*** EXERCISE INPUT ***

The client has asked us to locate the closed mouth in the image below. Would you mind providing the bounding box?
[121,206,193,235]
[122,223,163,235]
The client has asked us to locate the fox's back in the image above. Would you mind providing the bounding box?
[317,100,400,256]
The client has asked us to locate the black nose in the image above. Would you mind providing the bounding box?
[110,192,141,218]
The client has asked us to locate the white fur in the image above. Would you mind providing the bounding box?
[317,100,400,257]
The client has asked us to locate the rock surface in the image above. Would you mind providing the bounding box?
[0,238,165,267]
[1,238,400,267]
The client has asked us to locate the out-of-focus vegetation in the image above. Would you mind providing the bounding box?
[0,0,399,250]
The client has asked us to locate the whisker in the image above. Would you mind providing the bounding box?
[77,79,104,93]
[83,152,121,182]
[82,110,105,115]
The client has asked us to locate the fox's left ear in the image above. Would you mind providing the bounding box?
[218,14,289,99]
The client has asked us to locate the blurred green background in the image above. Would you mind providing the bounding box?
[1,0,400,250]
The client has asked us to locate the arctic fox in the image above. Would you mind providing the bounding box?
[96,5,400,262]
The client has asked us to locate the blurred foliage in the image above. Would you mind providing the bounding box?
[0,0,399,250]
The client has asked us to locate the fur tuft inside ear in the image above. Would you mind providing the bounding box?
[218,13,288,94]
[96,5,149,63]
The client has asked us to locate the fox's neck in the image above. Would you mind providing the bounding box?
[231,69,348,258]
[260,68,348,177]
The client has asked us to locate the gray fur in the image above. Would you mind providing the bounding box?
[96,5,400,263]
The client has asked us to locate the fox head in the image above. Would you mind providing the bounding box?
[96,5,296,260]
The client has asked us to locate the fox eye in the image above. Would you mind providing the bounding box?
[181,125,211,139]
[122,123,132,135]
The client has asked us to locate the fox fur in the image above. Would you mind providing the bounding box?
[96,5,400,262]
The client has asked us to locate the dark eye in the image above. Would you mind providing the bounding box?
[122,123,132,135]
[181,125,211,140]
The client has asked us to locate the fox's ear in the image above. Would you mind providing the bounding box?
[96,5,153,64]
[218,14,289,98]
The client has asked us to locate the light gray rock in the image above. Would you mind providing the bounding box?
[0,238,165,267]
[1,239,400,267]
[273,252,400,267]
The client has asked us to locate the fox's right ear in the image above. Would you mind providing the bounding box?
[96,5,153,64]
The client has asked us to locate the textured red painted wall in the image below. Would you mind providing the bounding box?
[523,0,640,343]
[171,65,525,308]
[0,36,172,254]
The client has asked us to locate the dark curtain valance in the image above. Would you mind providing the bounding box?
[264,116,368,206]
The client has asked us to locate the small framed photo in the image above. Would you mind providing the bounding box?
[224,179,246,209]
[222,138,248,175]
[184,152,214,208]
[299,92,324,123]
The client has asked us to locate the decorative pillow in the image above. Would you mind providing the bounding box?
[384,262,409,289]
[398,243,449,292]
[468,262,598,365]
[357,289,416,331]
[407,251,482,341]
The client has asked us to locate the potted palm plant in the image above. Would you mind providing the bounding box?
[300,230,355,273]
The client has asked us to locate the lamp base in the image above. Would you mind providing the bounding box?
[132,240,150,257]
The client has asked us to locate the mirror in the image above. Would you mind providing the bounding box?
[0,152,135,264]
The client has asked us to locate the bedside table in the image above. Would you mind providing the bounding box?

***

Return every record above exactly as written.

- _TASK SOLUTION_
The client has asked us to locate the closed mouth in the image below. Would you mind providing the bounding box?
[121,206,193,235]
[122,223,163,235]
The client has asked us to locate the fox's back in the image above. Would you mind providing the bounding box?
[317,100,400,256]
The client has asked us to locate the black nose in the image above. Would you mind providing the bounding box?
[110,192,141,218]
The client has asked us to locate the white fur in the image above. Would you mind providing the bounding box?
[317,100,400,257]
The client has asked us to locate the rock surface in the image above. Would you mind providing the bounding box?
[0,238,165,267]
[1,238,400,267]
The client has asked us to locate the out-of-focus vegetation in the image above. Would you mind providing the bounding box?
[0,0,399,250]
The client has asked us to locate the whisker in the image above. Would you mind providing the bounding box?
[77,79,104,93]
[83,152,121,182]
[82,110,105,115]
The client has asked us to locate the fox's left ear in the image above. Would you mind providing the bounding box?
[218,14,289,99]
The client has asked us to locate the blurred green background in the image above. Would you mind providing the bounding box?
[1,0,400,250]
The client has asked us to locate the arctic fox in the image above. Would you mind providing the bounding box?
[96,5,400,262]
The client has asked us to locate the blurred foliage in the image above. Would you mind providing the bounding box?
[0,0,399,250]
The client has asked us to locate the fur tuft inside ear in the image above. Would you mind providing the bounding box?
[218,13,288,94]
[96,5,149,63]
The client has asked us to locate the fox's neck in the image above. Would you mind providing the bounding box?
[231,69,348,258]
[260,68,348,177]
The client has asked us to locate the gray fur in the image above. Would you mind providing the bounding box?
[96,5,400,263]
The client has asked us to locate the fox head in the image above. Would you mind providing the bounding box?
[96,5,296,260]
The client has asked us to locate the fox eye in the image above. Would you mind providing the bounding box?
[181,125,211,139]
[122,123,132,135]
The client has asked us to locate the fox fur in the image above. Would you mind providing the bounding box?
[96,5,400,262]
The client has asked us to locate the dark eye in the image above. Would you mind providing the bounding box?
[122,123,132,135]
[181,125,211,140]
The client has asked us to locate the fox's ear in the image above. Would you mind providing the bounding box?
[96,5,153,64]
[218,14,289,98]
The client has asked us to locate the light gray rock in the image above. Would you mind providing the bounding box?
[0,238,165,267]
[1,239,400,267]
[273,252,400,267]
The client has asked us to locate the fox's right ear in the image above. Would you mind providing the bounding box?
[96,5,153,64]
The client has asked us to locate the textured red painted wall in the image below. Would you mind providing the bounding box?
[523,0,640,343]
[171,65,525,308]
[0,36,172,254]
The client has asked us to locate the dark curtain valance in the image above. Would you mind providing the bounding box?
[264,116,368,206]
The client has asked us to locate the small framed photo in the image above. Would you mind providing the bounding box?
[224,179,246,209]
[222,138,248,175]
[184,152,214,208]
[299,92,324,123]
The client has asked us to locate the decorative pillow in the image above. Would you mind providing the bounding box?
[384,262,409,289]
[398,243,449,292]
[468,262,598,365]
[357,289,416,331]
[407,251,482,341]
The client has asked us to locate the potted palm plant in the image above. Would you mind providing the bounding box?
[300,230,355,273]
The client has asked us to locate the lamp base in the image above. Would you mind providing the bounding box?
[132,240,150,257]
The client has asked us to locate the mirror in the image above. Would you mind providing the bounding box?
[0,152,135,264]
The client has asked us to locate the bedside table in the image above. Would you mind providing the bounding box?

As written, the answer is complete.